(PROVIDED TEXT)

Advice Columns as Information Sources
by Anthony Aycock
Here is a question: “What is the real-life transmission risk for HSV2 [genital herpes] in a discordant couple where the infected partner is on suppressant medication and doesn’t have outbreaks?” Sounds like something you might ask your doctor. Or a clinical researcher. Or the editor of a medical journal. It is a question whose answer is not at anyone’s fingertips, but shouldn’t be all that hard to track down.
Know where I saw the question? Not in a doctor’s office or a medical journal. I saw it in an online column called How to Do It. It’s an advice column. A sex advice column, to be precise. Rich Juzwiak, one of the column’s two authors, is often cheeky in his responses. With this question, however, he is straightforward, citing University of Manitoba professor Fred Y. Aoki, who told him the transmission rate between heterosexual couples is “between 5 and 15 percent per year” (tinyurl.com/soupwul). He later cites one other expert, Indiana University professor Kenneth H. Fife, and links to three studies on the issue.

(End PROVIDED TEXT)

:: WHAT YOU SHOULD DO ::
Continue the article on advice columns, beginning after its final sentence. The entries are separate material and have no connection to the article on advice columns.

(MATERIAL SUPPLIED)

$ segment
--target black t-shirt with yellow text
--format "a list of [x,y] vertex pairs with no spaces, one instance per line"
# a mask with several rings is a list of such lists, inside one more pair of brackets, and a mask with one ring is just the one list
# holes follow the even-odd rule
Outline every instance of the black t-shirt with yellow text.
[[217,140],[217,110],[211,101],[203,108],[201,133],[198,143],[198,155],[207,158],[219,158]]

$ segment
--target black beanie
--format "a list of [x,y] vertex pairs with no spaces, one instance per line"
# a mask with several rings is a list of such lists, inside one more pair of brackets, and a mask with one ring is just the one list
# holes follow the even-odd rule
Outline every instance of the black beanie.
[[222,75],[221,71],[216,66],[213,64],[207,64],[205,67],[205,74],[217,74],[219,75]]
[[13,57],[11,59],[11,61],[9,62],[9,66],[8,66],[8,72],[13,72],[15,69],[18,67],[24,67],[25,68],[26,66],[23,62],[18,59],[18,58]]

(End MATERIAL SUPPLIED)

:: TASK RESPONSE ::
A health sciences librarian couldn’t have done better. Which makes me wonder: Are advice columns good sources of information?
ADVICE: PAST AND PRESENT
For starters, let’s define “advice columnist.” This is a journalist who responds to letters from the public seeking guidance on everyday etiquette and ethical challenges. Some of those letters, and their responses, are published for a general readership. Although the practice of giving advice is surely as old as human communication, what we would call the modern advice column likely began, according to Wikipedia, at the Athenian Mercury, a London periodical, in 1691. It invited anyone whose “own satisfaction or curiosity shall prompt ’em to” mail their questions about anything “to Mr. Smith at his Coffee-house in Stocks Market in the Poultry.” These questions would be answered by the Athenian Society, a group of “experts” (read: drinking buddies) assembled by the Mercury’s editor, John Dunton. It was a kind of 17th-century Reddit.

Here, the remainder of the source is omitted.